What the task requires:
The records below are to be written out again, exactly as they appear.

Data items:
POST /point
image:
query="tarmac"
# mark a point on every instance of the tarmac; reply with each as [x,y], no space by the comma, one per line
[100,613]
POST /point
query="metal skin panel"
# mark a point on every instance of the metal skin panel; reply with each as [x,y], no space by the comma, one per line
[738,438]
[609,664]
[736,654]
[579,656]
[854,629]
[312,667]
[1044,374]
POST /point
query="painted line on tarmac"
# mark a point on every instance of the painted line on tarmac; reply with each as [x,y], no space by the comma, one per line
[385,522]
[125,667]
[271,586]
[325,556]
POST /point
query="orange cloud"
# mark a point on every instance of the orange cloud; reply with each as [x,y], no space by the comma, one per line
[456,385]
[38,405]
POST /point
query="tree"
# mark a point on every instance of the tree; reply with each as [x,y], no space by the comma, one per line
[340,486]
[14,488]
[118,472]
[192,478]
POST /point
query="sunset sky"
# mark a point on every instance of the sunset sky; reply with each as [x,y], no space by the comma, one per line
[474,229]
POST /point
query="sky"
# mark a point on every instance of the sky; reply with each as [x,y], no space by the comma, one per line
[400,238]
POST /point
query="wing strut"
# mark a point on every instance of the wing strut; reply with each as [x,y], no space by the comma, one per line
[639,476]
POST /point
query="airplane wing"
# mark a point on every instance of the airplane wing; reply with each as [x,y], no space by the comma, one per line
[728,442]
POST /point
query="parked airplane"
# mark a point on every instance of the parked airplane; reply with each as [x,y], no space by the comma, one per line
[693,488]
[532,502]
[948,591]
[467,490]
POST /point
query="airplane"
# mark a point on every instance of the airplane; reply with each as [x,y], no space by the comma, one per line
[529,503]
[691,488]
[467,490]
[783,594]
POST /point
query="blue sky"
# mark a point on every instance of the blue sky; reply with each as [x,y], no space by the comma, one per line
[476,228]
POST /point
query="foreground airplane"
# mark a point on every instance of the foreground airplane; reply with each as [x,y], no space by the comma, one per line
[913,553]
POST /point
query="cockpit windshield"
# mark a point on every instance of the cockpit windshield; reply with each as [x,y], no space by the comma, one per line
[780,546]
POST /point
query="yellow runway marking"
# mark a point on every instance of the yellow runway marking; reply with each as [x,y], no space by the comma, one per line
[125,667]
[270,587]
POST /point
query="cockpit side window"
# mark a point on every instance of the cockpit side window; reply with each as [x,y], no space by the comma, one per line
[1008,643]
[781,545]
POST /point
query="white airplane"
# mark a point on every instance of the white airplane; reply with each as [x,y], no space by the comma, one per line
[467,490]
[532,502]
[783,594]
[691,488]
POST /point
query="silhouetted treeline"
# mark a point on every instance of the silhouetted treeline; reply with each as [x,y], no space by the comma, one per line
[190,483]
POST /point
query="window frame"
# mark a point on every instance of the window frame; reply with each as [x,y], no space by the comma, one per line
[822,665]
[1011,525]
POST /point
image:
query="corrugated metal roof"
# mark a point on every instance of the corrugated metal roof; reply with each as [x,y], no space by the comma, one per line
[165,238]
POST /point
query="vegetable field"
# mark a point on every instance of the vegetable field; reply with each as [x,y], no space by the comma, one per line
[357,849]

Answer box:
POST /point
image:
query="tarmac"
# mark a point on every instance of the tarmac; reply with each as [x,y], no space by the comma, one per line
[100,613]
POST /point
query="metal skin panel"
# mark a point on every instance of the metal skin panel; reply with each as [x,y], no space by the comma, one per line
[738,438]
[609,664]
[736,654]
[579,656]
[854,629]
[312,667]
[1044,374]
POST /point
query="painted line on tarmac"
# mark a point on every instance of the painted line on tarmac; reply with each as [x,y], no space by the comma, one per line
[385,522]
[125,667]
[271,586]
[325,556]
POST /point
query="orange cloud"
# mark a point on every instance of the orange cloud; reply with each as [x,y], no space by the comma, one per line
[456,385]
[38,405]
POST /point
query="tree"
# mark a point on every instance of the tree; reply with each as [x,y], no space by the comma, one per line
[340,486]
[14,488]
[118,472]
[192,478]
POST /point
query="sunset sky"
# mark a point on every instance of the sunset sky; reply with each as [x,y], no space by the comma, one per line
[474,229]
POST /point
query="sky"
# mark a point on every instance of the sky; reply with each as [x,y], no space by the comma, one per line
[400,238]
POST /point
query="wing strut"
# mark a point on every instance of the wing strut; reply with each as [x,y], no space by the comma, one per line
[639,476]
POST /point
query="airplane wing"
# mark a point on every instance of the airplane wing; reply with each as [x,y], no space by the comma, one per line
[728,442]
POST /point
query="parked airplane"
# mark a point on every instance of the parked airplane; reply with each as [x,y], no space by the comma, one per line
[693,488]
[532,502]
[948,591]
[467,490]
POST /point
query="airplane"
# mark a point on every instance of the airplane; reply with each as [x,y], no space by the comma, one per line
[529,503]
[691,488]
[467,490]
[783,594]
POST /point
query="blue sky"
# mark a point on every instance of the blue sky; reply with each as [x,y], no space by the comma, one per line
[476,228]
POST /point
query="foreground airplane"
# mark a point on every instance of the foreground airplane; reply with each as [x,y], no space by the comma, one per line
[913,553]
POST /point
query="cockpit windshield"
# mark a point on every instance of the cockpit windshield; reply with each as [x,y], no space by the comma, one per line
[780,546]
POST /point
query="yellow runway marking"
# mark a point on every instance of the yellow runway marking; reply with each as [x,y], no space by the comma, one per line
[125,667]
[270,587]
POST /point
query="cockpit side window"
# mark a point on every instance of the cockpit side window; reply with each as [x,y], no space by the comma, one per line
[1008,643]
[781,545]
POST /point
query="white airplane"
# mark a point on every instance of the white airplane; reply with each as [x,y], no space by the comma, one per line
[467,490]
[532,502]
[783,594]
[691,488]
POST /point
query="silhouetted treeline"
# mark a point on every instance of the silhouetted treeline; reply with each as [x,y], no space by the comma, one per line
[190,483]
POST /point
query="window frame"
# mark a point on every instance of the window frame; reply with each as [x,y], no space by the comma, one per line
[822,665]
[1011,525]
POST /point
image:
query="corrugated metal roof"
# mark a point on every instance of the corrugated metal roof; reply with each as [x,y], no space by the comma, one per line
[165,238]
POST /point
query="vegetable field"
# mark a point on every instance of the vegetable field; reply with each as [x,y], no space by the comma, one per line
[357,849]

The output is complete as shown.